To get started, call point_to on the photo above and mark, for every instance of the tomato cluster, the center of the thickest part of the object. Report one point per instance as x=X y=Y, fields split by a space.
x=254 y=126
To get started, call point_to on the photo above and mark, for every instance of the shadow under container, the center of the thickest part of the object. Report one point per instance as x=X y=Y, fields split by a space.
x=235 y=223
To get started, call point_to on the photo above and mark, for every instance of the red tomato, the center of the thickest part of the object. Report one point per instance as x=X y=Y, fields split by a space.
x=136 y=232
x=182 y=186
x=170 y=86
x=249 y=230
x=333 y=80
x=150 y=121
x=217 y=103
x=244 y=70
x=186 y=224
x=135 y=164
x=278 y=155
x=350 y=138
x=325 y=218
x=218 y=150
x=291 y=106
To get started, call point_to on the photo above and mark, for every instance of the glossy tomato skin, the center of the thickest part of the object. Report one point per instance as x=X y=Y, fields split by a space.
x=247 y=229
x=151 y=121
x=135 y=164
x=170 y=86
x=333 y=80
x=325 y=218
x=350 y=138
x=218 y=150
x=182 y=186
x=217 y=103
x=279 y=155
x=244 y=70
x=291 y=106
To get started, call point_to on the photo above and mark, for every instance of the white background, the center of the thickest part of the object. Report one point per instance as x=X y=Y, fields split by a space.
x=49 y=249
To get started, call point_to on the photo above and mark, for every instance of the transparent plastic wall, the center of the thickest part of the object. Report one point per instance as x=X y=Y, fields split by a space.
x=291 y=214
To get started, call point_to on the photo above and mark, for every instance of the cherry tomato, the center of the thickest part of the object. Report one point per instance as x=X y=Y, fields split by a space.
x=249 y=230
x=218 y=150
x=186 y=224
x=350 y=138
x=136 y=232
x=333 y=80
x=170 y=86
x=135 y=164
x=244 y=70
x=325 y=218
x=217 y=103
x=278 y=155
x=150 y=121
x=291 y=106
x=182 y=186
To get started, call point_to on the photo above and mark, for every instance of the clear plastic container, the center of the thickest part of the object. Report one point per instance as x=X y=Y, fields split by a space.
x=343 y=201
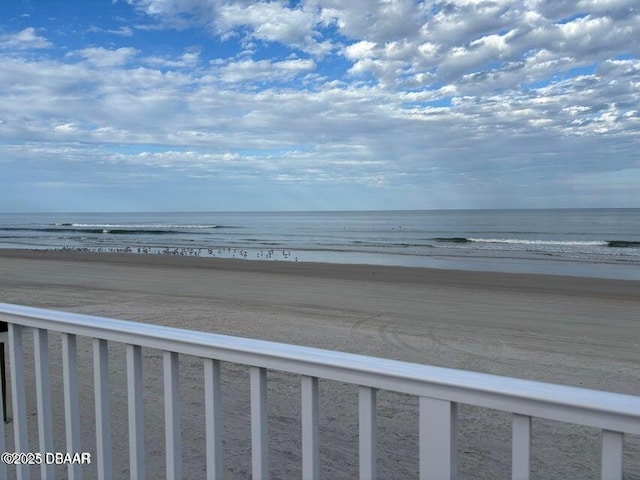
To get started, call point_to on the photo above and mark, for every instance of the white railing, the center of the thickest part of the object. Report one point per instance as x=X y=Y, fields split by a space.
x=439 y=391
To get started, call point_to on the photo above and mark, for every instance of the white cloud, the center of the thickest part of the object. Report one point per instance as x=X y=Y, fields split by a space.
x=23 y=40
x=103 y=57
x=264 y=70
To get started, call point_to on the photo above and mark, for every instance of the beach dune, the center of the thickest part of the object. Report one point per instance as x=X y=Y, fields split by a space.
x=567 y=330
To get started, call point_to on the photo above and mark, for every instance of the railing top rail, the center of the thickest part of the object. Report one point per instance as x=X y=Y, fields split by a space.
x=607 y=410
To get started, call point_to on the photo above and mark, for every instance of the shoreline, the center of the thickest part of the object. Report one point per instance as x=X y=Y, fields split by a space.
x=565 y=330
x=542 y=282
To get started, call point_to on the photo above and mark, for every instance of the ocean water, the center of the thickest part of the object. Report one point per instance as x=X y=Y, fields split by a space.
x=584 y=242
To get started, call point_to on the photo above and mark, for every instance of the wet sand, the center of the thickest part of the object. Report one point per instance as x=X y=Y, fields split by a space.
x=568 y=330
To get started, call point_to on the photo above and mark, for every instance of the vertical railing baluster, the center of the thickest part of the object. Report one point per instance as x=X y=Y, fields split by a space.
x=103 y=407
x=213 y=418
x=172 y=415
x=310 y=437
x=259 y=424
x=520 y=447
x=438 y=439
x=18 y=396
x=612 y=443
x=368 y=423
x=135 y=411
x=3 y=446
x=43 y=397
x=71 y=401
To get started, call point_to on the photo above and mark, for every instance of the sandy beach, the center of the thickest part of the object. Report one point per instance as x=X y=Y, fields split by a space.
x=568 y=330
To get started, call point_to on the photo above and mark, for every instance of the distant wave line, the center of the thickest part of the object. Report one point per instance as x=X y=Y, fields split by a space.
x=140 y=226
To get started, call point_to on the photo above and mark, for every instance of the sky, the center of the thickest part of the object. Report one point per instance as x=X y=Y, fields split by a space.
x=213 y=105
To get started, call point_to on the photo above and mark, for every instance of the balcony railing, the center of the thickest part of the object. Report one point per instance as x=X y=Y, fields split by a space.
x=440 y=390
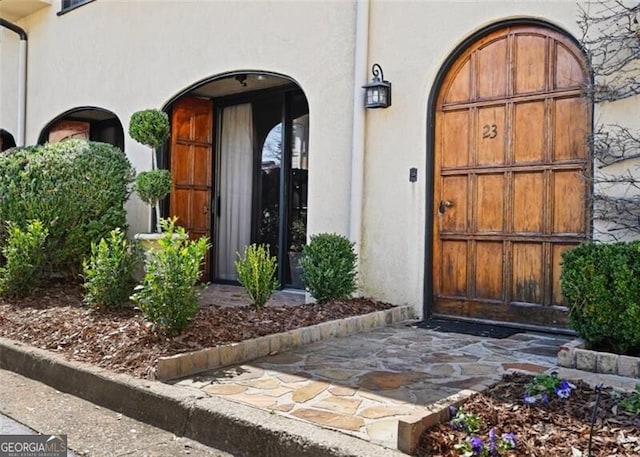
—————
YOUR INSTRUCTIONS :: Exact output of each line above is wanted, without the pictures.

TASK OUTPUT ::
To get started, call point_to on the photo above and mark, for every instance of the tomato cluster, the center of the thickest part of the object. Report one point per instance as x=X y=Y, fields split by a space.
x=254 y=126
To get started, call point_to on the photo above and mark, for every instance of the shadow under container, the center of the thickest part of the object. Report one point per instance as x=X y=Y, fields split by a space.
x=235 y=223
To get started, call point_to on the photo above and mark, for every instance of the red tomato, the center of the thickest part of the object. Report one point per instance as x=X y=Y, fields split by a space.
x=136 y=232
x=182 y=186
x=170 y=86
x=249 y=230
x=333 y=80
x=150 y=121
x=217 y=103
x=244 y=70
x=186 y=224
x=135 y=164
x=278 y=155
x=350 y=138
x=325 y=218
x=218 y=150
x=291 y=106
To get started, call point_to on the photo above and mark, for every instance of the glossy tomato skin, the center of the thickest part of the object. Report one point per instance as x=X y=Y, fields split by a space.
x=247 y=229
x=151 y=121
x=135 y=164
x=170 y=86
x=333 y=80
x=325 y=218
x=350 y=138
x=218 y=150
x=182 y=186
x=217 y=103
x=279 y=155
x=244 y=70
x=291 y=106
To get started, call point_to on the photo above and mark, for every instance of the white background, the center of the thickest part of the object. Report one point per instance as x=X y=Y, fields split by a space.
x=49 y=249
To get started, call point_to on the photo above and mark, for every instance of the transparent plastic wall, the center of the thickest part of the object. Report one point per instance as x=X y=Y, fields split by a space.
x=291 y=214
To get started, call point_to on the photo above and mark, for every instance of the cherry tomato, the center of the thickest part of the object. Report one point per instance as x=X y=Y, fields split by a space.
x=249 y=230
x=218 y=150
x=186 y=224
x=350 y=138
x=136 y=232
x=333 y=80
x=170 y=86
x=135 y=164
x=244 y=70
x=325 y=218
x=217 y=103
x=278 y=155
x=150 y=121
x=291 y=106
x=182 y=186
To get started, call point_to on the photo above and mark, for every instance of the clear plastic container, the center of the thickest part of the object. Report one point per instance as x=X y=Y, fields split by a space.
x=343 y=201
To get started, call point_to on the photo above and mark, for every instance of the white railing, the center of the thickest part of the object. Report one point per instance as x=X y=Y, fields split by a space.
x=439 y=391
To get started, call point_to on the photo above and mark, for every instance of the white cloud, the center of the thickest part of the object. Report one point per instance as x=X y=Y, fields split by a space.
x=23 y=40
x=103 y=57
x=264 y=70
To get started, call point_to on the photo above and mark, for every instance of the beach dune, the center of the thickest part of the object. Report one point per instance as x=X y=Y, fields split by a space.
x=567 y=330
To get started, call point_to on the photo above and mark, for every instance of the railing top rail, the center of the thickest part of the object. Report one point per instance as x=X y=Y, fields split by a space.
x=607 y=410
To get started, call point_to on the photo above and mark, for every instance of the shoreline, the center of the thickest part of the object. Report one point per instance as x=X y=Y, fields split by a space.
x=565 y=330
x=542 y=282
To get started, call point_to on the photo above and mark, for every instance of the ocean water, the center of the thickest part of the object. Report one point per instance as x=X y=Y, fields split by a space.
x=584 y=242
To get started, call point_to on the photo above and mark, for every instance of the wet sand, the center of the thickest part of the object. Report one point per instance as x=X y=Y, fields split by a space.
x=568 y=330
To get started, call point_to on the photo above and mark, for every instance of the vertical railing baluster, the center of the thickest part of the object. Report one point per instance as x=X y=Y, fields split by a space.
x=103 y=407
x=213 y=418
x=172 y=415
x=310 y=437
x=259 y=424
x=520 y=447
x=438 y=439
x=18 y=396
x=612 y=443
x=368 y=423
x=135 y=411
x=3 y=446
x=43 y=397
x=71 y=401
To get started, call point_to on the photo above and mark, for every instance of the sandy beach, the center of the thickest part of the object. Report one point per instance as x=X y=Y, fields split by a space.
x=568 y=330
To get started, call point_to on the photo above and mark, for every instance of the distant wave line, the center of the thickest part of the object. Report one point per instance as x=X y=Y, fields split by a space.
x=140 y=226
To get started, call point_to on the photo above and mark, for every instance of the sky, the center of the thickest part of the object. Report one point per instance as x=X y=Y, fields split by a space.
x=213 y=105
To get started, call point_to on the photo above and mark, for every instance of the balcony railing, the center of the thickest part of the object. Report one point per instance as x=X y=Y, fields split by a space.
x=440 y=390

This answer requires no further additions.